Rogéria procurou a Polícia, a Defensoria Pública e a Ordem dos Advogados do Brasil (OAB). Depois da intermediação do Núcleo de Igualdade Racial da OAB, finalmente foi autorizada a tirar a foto. Um ano depois do movimento, um parecer da Procuradoria-Geral do Estado garantiu o direito de que as pessoas exibam, em seus documentos de identidade, foto usando turbantes, chapéus, véus ou qualquer outra cobertura de cabeça, feita por motivo religioso, desde que não esconda o rosto.
"Aqui no Rio, o preconceito não é só de cor. O preto, o pobre e o gordo sofrem preconceito.
Rogéria é mineira de Pirapitinga, na Zona da Mata, a 379 quilômetros de Belo Horizonte. Foi criada pela mãe e pelos avós, agricultores. Veio da avó, descendente de angolanos, o costume do turbante.
"Minha avó nunca alisou o cabelo. Cuidava, tinha todo um ritual, e depois colocava o turbante. Um dia eu perguntei: 'Por que a senhora tem um trabalho danado para cuidar do cabelo e amarra um pano?' Ela falou: 'Filha, esse pano faz parte de mim.
┄┄┄┄┄┄
Tarefa proposta 1:
Verifique se cada uma das afirmações abaixo está de acordo com o texto sobre Rogéria e o uso do turbante, respondendo sim ou não e citando literalmente as palavras do texto que decidem a questão.
(a) Rogéria nasceu em Belo Horizonte.
(b) O costume do turbante foi herdado da avó de Rogéria.
(c) O parecer da Procuradoria-Geral do Estado autoriza coberturas de cabeça que escondam o rosto.
Tarefa proposta 2:
Redija a continuação do texto sobre Rogéria e o uso do turbante, começando logo após a última frase apresentada.
┄┄┄┄┄┄
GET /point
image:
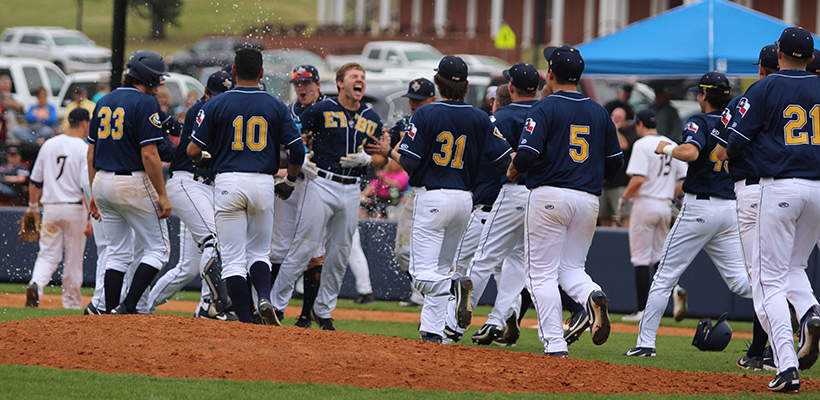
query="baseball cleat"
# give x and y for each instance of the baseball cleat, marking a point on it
(807, 349)
(326, 324)
(786, 381)
(679, 304)
(599, 325)
(304, 321)
(513, 331)
(32, 295)
(578, 322)
(462, 288)
(487, 334)
(641, 352)
(268, 314)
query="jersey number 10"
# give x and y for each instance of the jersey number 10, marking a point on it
(256, 133)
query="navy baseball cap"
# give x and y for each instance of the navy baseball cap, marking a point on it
(796, 42)
(523, 76)
(647, 117)
(220, 82)
(420, 89)
(713, 82)
(79, 114)
(814, 65)
(452, 68)
(768, 57)
(303, 73)
(565, 61)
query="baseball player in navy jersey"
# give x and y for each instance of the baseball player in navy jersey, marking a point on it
(336, 128)
(771, 127)
(420, 92)
(306, 84)
(746, 188)
(653, 184)
(127, 183)
(242, 130)
(568, 147)
(707, 219)
(442, 152)
(191, 191)
(56, 184)
(502, 239)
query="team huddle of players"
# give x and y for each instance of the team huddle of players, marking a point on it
(513, 195)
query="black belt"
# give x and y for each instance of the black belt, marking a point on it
(337, 178)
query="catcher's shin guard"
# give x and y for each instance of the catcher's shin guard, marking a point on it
(220, 301)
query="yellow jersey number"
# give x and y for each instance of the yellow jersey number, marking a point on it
(447, 154)
(110, 123)
(579, 148)
(255, 135)
(791, 132)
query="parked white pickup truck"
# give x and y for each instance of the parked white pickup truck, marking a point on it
(390, 54)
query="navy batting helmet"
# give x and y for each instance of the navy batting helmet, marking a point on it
(710, 337)
(147, 67)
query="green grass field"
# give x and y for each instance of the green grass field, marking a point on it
(674, 353)
(199, 18)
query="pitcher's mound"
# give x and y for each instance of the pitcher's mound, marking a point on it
(176, 346)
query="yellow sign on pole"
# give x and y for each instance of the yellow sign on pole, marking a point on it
(505, 40)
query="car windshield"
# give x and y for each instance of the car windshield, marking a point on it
(72, 40)
(421, 55)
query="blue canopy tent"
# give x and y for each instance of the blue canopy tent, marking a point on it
(686, 41)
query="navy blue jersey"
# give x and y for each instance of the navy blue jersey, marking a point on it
(780, 125)
(706, 175)
(243, 129)
(334, 132)
(510, 122)
(448, 139)
(181, 161)
(741, 167)
(572, 137)
(124, 121)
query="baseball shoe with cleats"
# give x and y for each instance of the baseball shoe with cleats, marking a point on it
(268, 314)
(487, 334)
(462, 288)
(641, 352)
(599, 325)
(32, 295)
(326, 324)
(786, 381)
(304, 321)
(634, 317)
(513, 331)
(578, 322)
(807, 349)
(680, 306)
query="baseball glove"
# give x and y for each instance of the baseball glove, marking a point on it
(30, 225)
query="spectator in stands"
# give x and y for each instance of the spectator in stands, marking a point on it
(41, 119)
(624, 93)
(80, 96)
(669, 123)
(13, 176)
(383, 191)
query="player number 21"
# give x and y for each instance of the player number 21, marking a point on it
(256, 133)
(791, 131)
(446, 140)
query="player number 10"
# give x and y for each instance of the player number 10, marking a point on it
(791, 131)
(257, 133)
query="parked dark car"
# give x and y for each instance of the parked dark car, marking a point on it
(214, 51)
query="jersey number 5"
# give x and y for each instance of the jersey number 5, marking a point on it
(110, 123)
(446, 140)
(579, 148)
(256, 133)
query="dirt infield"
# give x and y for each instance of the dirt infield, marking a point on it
(161, 345)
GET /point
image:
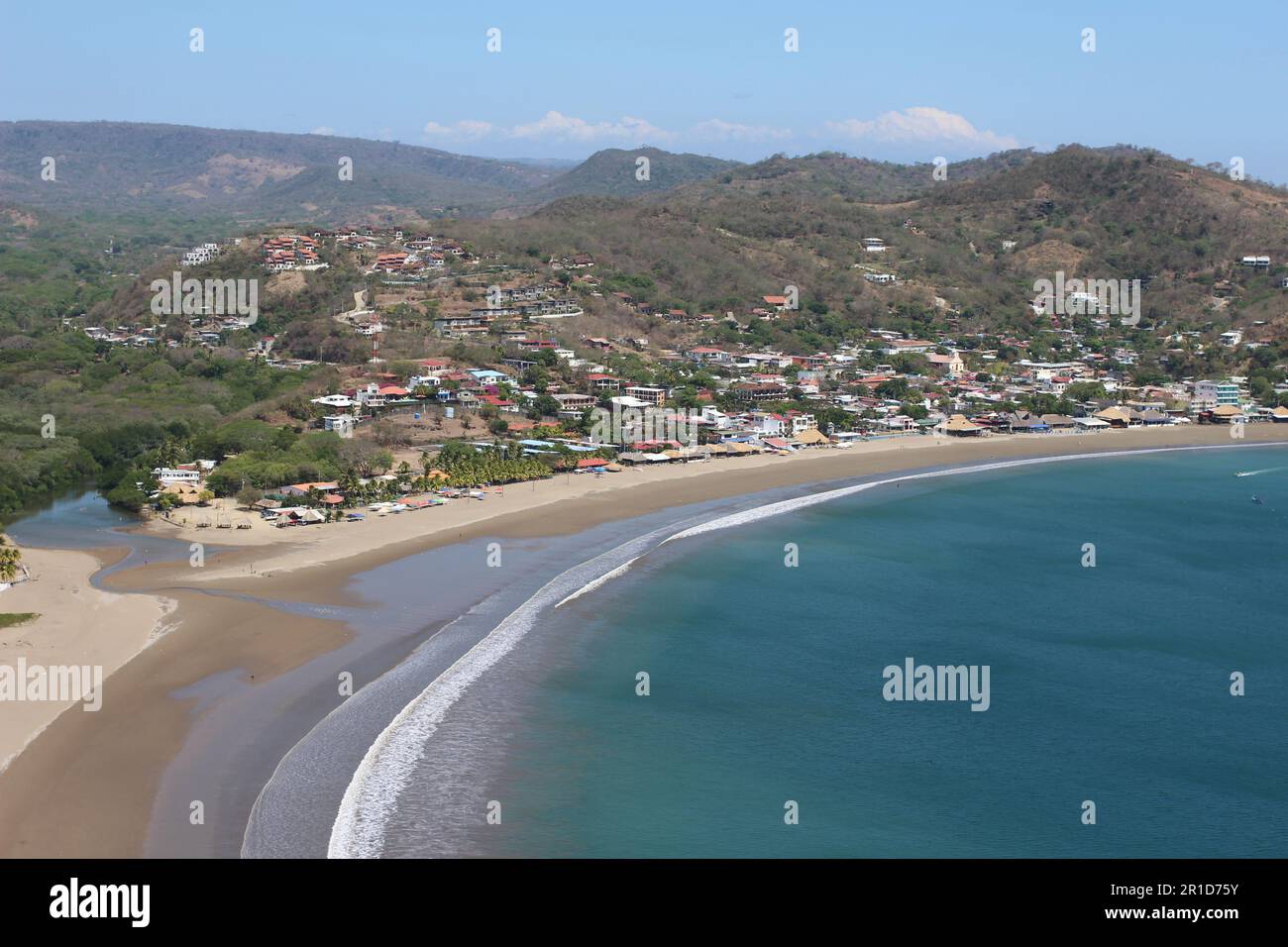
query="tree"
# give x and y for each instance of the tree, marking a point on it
(11, 561)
┄┄┄┄┄┄
Resultado 1:
(a) Não: "Rogéria é mineira de Pirapitinga, na Zona da Mata, a 379 quilômetros de Belo Horizonte."
(b) Sim: "Veio da avó, descendente de angolanos, o costume do turbante."
(c) Não: "desde que não esconda o rosto."

Resultado 2:
Rogéria mudou-se para o Rio aos 18 anos, a fim de estudar. Teve de trancar a faculdade de Ciências Sociais quando a situação financeira apertou. Pouco depois a avó morreu e, como forma de homenageá-la, passou a usar o turbante diariamente. Por duas vezes, perdeu a identidade em assaltos. A primeira vez em que procurou o Detran para tirar a segunda via, a atendente elogiou seu turbante. Pediu para aprender a fazer a amarração.
Foi assaltada de novo e precisava de outro documento. Procurou o Detran em março do ano passado. "Com esse pano na cabeça não pode tirar", começou a atendente. "Ela olhou a minha foto no sistema e viu que eu já tinha tirado foto com turbante da primeira vez, mas mesmo assim se recusou a fazer de novo", conta Rogéria. O supervisor foi chamado. A discussão subiu de tom. "Se a senhora quiser, entra ali no banheiro e dá o seu jeito", ouviu. "Precisava muito do documento. Fui ao banheiro, molhei a mão, tentei arrumar o cabelo. Saí dali com o protocolo e fui procurar meus direitos."
Depois da intervenção da OAB, foi chamada para voltar ao Detran e fazer a foto. Escolheu um turbante amarelo, com flores. "Eu estava muito feliz, mesmo. É uma grande vitória. É mais um passo para um povo tão sofrido e discriminado. Não só o negro. A mulher quando está cobrindo a cabeça já é discriminada. Dizem: 'lá vai a macumbeira; só pode ser careca'. E te dói. E doeu mais pelo jeito como eu fui tratada, aos berros."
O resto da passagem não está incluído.